--- Start of MATERIAL SHOWN ---

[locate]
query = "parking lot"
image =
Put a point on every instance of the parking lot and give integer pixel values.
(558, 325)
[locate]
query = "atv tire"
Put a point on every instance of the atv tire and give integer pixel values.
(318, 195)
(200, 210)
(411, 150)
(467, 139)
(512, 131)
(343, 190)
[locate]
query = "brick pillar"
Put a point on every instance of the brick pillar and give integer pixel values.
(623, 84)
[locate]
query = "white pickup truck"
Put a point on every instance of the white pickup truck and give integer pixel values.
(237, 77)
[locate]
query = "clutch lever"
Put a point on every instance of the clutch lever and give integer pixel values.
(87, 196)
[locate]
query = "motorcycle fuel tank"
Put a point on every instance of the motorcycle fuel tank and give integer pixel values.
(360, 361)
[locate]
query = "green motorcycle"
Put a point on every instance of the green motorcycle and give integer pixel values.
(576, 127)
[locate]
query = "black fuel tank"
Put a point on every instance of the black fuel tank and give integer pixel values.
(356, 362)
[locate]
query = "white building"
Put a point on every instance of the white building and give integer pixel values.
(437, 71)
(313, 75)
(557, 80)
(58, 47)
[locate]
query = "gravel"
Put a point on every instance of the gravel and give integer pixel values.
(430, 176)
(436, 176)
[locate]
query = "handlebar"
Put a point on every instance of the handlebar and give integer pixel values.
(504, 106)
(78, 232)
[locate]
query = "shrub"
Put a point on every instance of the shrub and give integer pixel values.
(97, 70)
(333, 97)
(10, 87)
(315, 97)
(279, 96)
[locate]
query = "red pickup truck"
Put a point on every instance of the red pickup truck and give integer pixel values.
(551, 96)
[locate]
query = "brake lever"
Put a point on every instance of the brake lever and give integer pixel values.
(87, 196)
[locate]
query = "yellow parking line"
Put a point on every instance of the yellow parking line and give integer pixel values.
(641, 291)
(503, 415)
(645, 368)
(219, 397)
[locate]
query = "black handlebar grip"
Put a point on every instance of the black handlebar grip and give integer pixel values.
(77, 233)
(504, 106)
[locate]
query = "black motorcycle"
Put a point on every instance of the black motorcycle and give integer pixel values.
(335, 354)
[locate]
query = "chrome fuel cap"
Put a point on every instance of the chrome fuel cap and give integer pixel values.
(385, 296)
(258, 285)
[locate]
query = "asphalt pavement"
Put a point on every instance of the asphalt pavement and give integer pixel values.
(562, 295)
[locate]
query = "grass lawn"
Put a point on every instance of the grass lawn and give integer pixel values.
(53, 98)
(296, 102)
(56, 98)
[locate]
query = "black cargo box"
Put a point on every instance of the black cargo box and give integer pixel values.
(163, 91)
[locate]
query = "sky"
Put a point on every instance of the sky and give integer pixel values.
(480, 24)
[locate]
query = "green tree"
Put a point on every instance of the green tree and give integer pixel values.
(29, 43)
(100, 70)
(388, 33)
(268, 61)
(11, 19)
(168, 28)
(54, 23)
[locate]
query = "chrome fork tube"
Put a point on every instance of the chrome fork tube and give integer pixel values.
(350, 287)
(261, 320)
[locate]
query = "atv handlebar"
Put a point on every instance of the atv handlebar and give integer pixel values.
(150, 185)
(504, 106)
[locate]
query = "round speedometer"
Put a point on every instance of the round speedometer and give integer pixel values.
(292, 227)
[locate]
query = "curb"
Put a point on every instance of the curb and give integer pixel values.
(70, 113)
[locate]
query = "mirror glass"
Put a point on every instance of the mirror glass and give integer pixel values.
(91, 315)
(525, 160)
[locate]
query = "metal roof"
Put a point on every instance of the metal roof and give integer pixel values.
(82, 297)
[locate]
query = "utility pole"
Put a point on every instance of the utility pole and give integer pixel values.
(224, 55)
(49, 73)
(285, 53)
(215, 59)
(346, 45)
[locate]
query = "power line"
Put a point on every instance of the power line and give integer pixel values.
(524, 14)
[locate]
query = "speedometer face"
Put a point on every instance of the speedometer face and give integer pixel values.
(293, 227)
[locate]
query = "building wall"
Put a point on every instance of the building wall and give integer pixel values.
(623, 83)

--- End of MATERIAL SHOWN ---

TASK TO CARRY OUT
Find each line in the entries above that contains the word "clutch", and copy those lines out in full.

OUTPUT OF THE TASK
query = "clutch lever"
Put a point on every instance of the clutch lever and give integer pixel values.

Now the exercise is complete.